• [TEXT EXCERPT]
As there are no hipsters, infected tourists, and alas, there are pants, we have to wait for option 5) in which, "Like Athena, the truly great inspirational idea (that will develop quickly enough so that she won't lose patience with herself or the story) sprang to her mind fully formed. Writing frenzy ensued."

Tuesday, August 11, 2009

I actually love Wall Street


Distraction is key in the battle waged on the dark, narrow walkways placed awkwardly between architecture on Wall Street. Jumbles of colored signage, garish in their attempt to out-sign their discount neighbors, do not coax so much as jabber all-time-low selling points. While the Exchange patriotically and grimly bears its financial woes, and the statue of George Washington silently bespeaks good sense, the dollars and cents racket deteriorates to outlet trash around the next corner.

Those who have chosen careers that do not lead to managing hedges or any other kind of botanical funds keep their eyes to the ground as they hurry down the dank alleys between major thoroughfares. The Espresso Café is book-ended by Vivi Vixen and Cents-able Fashion, where even a nearly-empty wallet can purchase enough spandex and hole-y jeans to successfully transition into the marginally more profitable field of street whore.

• [REQUIREMENT 1] According to the Wall Street blog post, which two shops sit on either side of The Espresso Café?
• [REQUIREMENT 2] In the Wall Street blog post, copy out word for word everything from "Distraction is key" down to "the next corner.".
These rows were drawn from a separate source.

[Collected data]
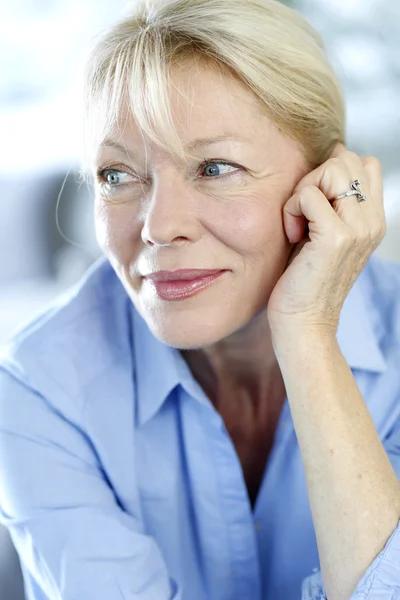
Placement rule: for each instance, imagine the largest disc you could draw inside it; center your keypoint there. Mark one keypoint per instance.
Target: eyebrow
(199, 142)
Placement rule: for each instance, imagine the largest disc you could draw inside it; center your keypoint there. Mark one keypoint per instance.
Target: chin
(197, 330)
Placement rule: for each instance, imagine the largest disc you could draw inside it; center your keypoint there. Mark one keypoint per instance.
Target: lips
(181, 274)
(181, 284)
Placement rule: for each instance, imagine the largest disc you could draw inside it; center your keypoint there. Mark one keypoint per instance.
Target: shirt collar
(161, 368)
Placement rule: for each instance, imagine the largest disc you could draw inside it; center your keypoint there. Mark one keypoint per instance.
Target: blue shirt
(119, 481)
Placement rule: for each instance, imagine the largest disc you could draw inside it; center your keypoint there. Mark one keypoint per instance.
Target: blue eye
(212, 169)
(112, 178)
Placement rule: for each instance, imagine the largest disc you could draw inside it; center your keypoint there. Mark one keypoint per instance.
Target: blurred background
(46, 231)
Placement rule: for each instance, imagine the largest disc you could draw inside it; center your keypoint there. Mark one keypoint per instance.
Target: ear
(338, 149)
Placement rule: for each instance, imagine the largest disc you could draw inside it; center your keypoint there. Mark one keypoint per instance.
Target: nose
(170, 215)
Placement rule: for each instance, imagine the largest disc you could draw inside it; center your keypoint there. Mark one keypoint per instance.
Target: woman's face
(157, 213)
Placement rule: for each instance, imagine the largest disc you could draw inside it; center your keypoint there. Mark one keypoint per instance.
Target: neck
(241, 368)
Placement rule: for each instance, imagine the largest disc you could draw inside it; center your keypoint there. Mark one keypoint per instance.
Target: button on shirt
(119, 480)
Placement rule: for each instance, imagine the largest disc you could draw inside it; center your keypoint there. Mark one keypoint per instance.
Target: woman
(213, 412)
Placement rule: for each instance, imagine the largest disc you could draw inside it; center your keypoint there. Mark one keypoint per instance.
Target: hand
(341, 236)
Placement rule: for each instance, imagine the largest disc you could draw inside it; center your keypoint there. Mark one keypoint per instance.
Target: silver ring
(355, 191)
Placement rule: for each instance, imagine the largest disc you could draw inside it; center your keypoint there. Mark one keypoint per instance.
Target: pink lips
(176, 285)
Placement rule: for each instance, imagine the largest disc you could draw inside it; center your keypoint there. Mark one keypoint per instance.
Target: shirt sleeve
(71, 535)
(381, 581)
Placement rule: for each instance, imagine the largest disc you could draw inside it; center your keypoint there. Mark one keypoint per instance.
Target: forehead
(205, 103)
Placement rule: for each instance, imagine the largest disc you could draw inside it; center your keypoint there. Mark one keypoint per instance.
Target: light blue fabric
(118, 480)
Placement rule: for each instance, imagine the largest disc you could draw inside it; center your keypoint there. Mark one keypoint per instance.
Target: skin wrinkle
(178, 220)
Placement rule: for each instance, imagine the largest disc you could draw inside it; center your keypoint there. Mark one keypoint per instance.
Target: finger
(333, 178)
(370, 174)
(338, 149)
(310, 204)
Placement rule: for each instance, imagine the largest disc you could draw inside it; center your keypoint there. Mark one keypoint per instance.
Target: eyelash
(104, 184)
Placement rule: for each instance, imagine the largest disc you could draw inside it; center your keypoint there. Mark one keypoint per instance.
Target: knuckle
(373, 163)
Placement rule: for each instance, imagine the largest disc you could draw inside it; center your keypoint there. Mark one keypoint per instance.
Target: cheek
(252, 226)
(117, 231)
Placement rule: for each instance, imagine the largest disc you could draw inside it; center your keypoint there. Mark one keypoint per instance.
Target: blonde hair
(267, 45)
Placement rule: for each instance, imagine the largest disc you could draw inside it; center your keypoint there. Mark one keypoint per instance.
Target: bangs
(134, 82)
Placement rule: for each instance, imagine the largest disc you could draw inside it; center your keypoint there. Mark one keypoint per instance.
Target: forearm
(353, 490)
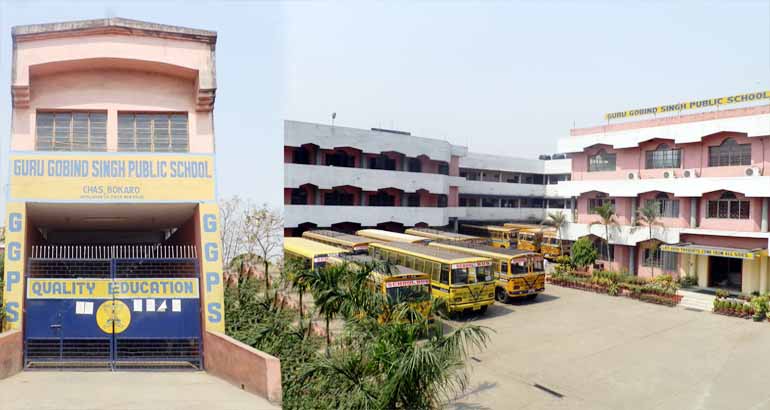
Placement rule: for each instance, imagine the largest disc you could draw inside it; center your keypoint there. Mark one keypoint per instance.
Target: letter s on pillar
(209, 223)
(212, 252)
(215, 312)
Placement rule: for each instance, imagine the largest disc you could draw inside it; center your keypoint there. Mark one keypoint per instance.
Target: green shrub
(583, 253)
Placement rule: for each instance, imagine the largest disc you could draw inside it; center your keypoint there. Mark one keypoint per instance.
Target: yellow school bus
(438, 235)
(352, 243)
(314, 253)
(499, 236)
(464, 281)
(518, 273)
(401, 284)
(387, 236)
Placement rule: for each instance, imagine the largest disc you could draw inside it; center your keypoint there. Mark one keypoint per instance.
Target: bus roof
(429, 252)
(337, 237)
(309, 249)
(390, 236)
(483, 250)
(431, 233)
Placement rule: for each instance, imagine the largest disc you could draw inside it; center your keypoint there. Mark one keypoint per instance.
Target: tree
(557, 220)
(649, 215)
(264, 236)
(583, 253)
(608, 218)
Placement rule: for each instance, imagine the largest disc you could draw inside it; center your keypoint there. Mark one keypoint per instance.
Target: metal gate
(112, 306)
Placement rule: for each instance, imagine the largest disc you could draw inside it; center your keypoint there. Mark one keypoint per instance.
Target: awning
(691, 249)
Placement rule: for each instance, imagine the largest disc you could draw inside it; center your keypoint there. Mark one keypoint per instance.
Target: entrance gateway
(113, 306)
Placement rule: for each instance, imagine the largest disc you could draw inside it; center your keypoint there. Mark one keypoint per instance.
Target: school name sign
(690, 105)
(111, 177)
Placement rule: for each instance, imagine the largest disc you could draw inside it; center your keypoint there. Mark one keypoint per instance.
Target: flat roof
(112, 25)
(309, 248)
(431, 251)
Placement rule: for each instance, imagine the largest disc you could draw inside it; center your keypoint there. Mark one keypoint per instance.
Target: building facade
(112, 221)
(706, 174)
(346, 178)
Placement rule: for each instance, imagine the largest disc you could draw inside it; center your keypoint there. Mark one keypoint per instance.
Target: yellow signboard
(172, 288)
(690, 105)
(730, 253)
(111, 177)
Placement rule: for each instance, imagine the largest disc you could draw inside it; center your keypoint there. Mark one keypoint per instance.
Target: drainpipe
(693, 212)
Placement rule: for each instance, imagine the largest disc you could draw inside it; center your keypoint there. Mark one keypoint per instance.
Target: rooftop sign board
(690, 105)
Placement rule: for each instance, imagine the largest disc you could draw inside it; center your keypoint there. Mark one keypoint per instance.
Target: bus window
(484, 273)
(445, 275)
(461, 277)
(518, 266)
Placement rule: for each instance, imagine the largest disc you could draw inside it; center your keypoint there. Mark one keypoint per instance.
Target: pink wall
(751, 224)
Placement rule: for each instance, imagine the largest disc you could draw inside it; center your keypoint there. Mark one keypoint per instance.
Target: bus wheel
(501, 296)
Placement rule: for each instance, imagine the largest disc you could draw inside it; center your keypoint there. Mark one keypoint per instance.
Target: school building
(112, 246)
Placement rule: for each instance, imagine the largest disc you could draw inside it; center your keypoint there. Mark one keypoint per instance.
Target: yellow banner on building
(211, 268)
(690, 105)
(169, 288)
(13, 288)
(111, 177)
(708, 251)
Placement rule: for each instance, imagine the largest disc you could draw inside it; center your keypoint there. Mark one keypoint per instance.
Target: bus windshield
(409, 294)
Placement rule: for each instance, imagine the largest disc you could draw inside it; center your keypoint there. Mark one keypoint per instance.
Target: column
(693, 212)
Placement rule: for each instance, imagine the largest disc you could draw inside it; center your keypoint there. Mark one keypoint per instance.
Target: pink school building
(708, 176)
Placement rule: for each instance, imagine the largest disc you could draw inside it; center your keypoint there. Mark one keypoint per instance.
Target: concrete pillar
(693, 212)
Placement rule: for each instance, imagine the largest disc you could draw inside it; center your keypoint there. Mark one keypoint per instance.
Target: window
(598, 202)
(602, 161)
(414, 165)
(71, 131)
(728, 206)
(298, 197)
(667, 208)
(730, 153)
(659, 259)
(153, 132)
(663, 157)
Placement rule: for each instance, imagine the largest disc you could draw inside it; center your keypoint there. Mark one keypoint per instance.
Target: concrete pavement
(601, 352)
(129, 390)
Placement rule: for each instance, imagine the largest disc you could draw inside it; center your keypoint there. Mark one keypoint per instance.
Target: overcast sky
(507, 78)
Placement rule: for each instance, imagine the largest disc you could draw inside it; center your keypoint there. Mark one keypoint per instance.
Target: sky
(500, 77)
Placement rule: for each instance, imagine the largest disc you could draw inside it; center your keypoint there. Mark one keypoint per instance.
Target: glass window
(663, 157)
(602, 161)
(71, 131)
(153, 132)
(729, 153)
(728, 206)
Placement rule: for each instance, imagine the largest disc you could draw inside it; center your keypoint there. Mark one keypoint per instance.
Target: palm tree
(557, 220)
(650, 216)
(608, 218)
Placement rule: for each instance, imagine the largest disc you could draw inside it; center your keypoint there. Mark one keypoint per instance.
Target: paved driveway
(54, 390)
(600, 352)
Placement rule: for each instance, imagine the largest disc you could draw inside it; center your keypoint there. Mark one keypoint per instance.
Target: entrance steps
(696, 300)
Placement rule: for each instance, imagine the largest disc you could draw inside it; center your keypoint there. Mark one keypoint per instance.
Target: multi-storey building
(346, 178)
(706, 173)
(112, 222)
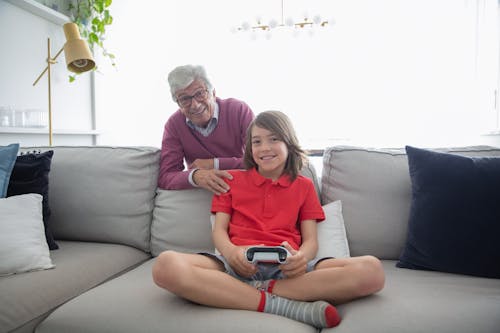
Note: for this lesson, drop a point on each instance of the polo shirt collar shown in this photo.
(259, 180)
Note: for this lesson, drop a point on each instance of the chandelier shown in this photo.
(305, 24)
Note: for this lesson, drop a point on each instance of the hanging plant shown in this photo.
(92, 17)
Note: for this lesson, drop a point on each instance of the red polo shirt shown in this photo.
(265, 211)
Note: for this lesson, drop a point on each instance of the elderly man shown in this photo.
(207, 132)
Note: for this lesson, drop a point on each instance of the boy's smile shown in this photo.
(269, 153)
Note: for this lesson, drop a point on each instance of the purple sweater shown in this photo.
(226, 142)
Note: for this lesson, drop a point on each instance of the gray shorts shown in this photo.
(265, 271)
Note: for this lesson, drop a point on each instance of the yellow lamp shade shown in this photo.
(78, 56)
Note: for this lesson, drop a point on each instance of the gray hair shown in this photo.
(182, 76)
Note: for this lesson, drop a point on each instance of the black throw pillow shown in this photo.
(31, 175)
(454, 223)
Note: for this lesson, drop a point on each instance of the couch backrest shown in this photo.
(375, 188)
(181, 219)
(103, 194)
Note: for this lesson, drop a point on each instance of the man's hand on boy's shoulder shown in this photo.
(212, 180)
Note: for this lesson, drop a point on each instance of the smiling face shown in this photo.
(269, 152)
(202, 103)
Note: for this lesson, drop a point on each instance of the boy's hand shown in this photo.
(296, 264)
(239, 263)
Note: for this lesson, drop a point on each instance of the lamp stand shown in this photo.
(50, 61)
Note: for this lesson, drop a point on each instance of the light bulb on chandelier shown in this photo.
(296, 26)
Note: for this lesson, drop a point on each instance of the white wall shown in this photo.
(23, 40)
(374, 79)
(365, 90)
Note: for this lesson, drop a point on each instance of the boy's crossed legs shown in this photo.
(202, 279)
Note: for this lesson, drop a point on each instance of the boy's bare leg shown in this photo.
(207, 282)
(335, 280)
(202, 280)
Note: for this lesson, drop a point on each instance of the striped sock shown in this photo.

• [TASK SOLUTION 1] Vivi Vixen and Cents-able Fashion.

• [TASK SOLUTION 2]
Distraction is key in the battle waged on the dark, narrow walkways placed awkwardly between architecture on Wall Street. Jumbles of colored signage, garish in their attempt to out-sign their discount neighbors, do not coax so much as jabber all-time-low selling points. While the Exchange patriotically and grimly bears its financial woes, and the statue of George Washington silently bespeaks good sense, the dollars and cents racket deteriorates to outlet trash around the next corner.